_Work request A_.
Answer the following from the text on Instacart tipping, one line per answer, each marked (i), (ii), or (iii).
(i) For how long after an order is completed may Instacart users change their tip?
(ii) From what amount was one worker's tip dropped to $0?
(iii) What health condition does Annaliisa Arambula's husband have?
_Work request B_.
For each statement, (i) to (iii), state whether it agrees with the text on Instacart tipping. Answer yes or no, and quote the deciding words of the text.
(i) Instacart lets users set their own tip with each shopping request.
(ii) Annaliisa Arambula describes herself as a hero comparable to a hospital nurse.
(iii) Demand for grocery delivery apps has fallen.

_Text segment_.
——
Photo by Cyrus McCrimmon / Denver Post

Instacart workers are being wooed by orders with large tips only to find them dropped to zero after a delivery has been made, according to a new report by CNN. Instacart lets users set their own custom tip with each shopping request, but it also allows them to change it for up to three days after an order is completed to adjust for experience. Workers, however, claim that some users have been abusing this feature, baiting them with big tips to get their shopping requests completed sooner amid the pandemic rush — only to find the tip slashed afterward without much feedback.

One Instacart worker said their tip was dropped from $55 to $0 despite finding everything the customer needed. Another worker claimed their tip changed to $0 since they could not find toilet paper in stock, to which the customer described in the feedback report as “unethical.”

An Instacart user allegedly took away tips and called it “unethical” that the worker was unable to find toilet paper

Many people sheltering at home are relying on grocery delivery apps like Instacart, Peapod, and Postmates to avoid waiting in line at supermarkets and heading into crowded public spaces. While demand for these delivery apps has been higher, workers also feel that they are risking their health in order to continue doing their job and find it “demoralizing” when they experience this form of tip-baiting.

“I don’t pretend to be a hero, like a nurse in a hospital ... but I literally am exposing myself [to coronavirus] and when I return home, exposing my own family to the possibility of transmitting this disease,” Instacart worker Annaliisa Arambula, whose household relies on her job while her diabetic husband is unemployed, told CNN. “When you know that it’s somebody who’s just doing it to game the system and to get their order when they want it, it’s really frustrating.”
——
_Supplied data_.
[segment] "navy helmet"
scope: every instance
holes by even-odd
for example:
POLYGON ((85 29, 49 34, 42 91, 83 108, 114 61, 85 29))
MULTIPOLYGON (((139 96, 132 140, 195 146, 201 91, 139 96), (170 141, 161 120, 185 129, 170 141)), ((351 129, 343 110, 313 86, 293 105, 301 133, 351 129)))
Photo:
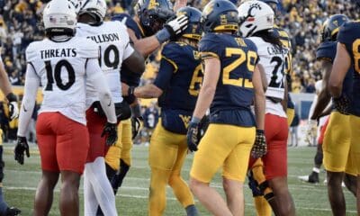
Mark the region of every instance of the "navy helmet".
——
_Written reply A_.
(i) Up to three days.
(ii) $55.
(iii) He is diabetic.

_Written reply B_.
(i) Yes: "Instacart lets users set their own custom tip with each shopping request"
(ii) No: "I don’t pretend to be a hero, like a nurse in a hospital"
(iii) No: "demand for these delivery apps has been higher"